▸ **TRY IT**
Could you give every record again, exactly as it reads?

▸ **GIVEN RECORDS**
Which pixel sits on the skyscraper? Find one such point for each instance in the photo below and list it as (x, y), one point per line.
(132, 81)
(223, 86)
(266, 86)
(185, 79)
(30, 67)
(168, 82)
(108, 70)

▸ **OUTPUT FOR THIS TASK**
Which pixel sits on the skyscraper? Find one such point for each instance in the photo below and list it as (x, y), one point per line.
(132, 81)
(223, 86)
(266, 86)
(185, 79)
(30, 67)
(168, 82)
(108, 70)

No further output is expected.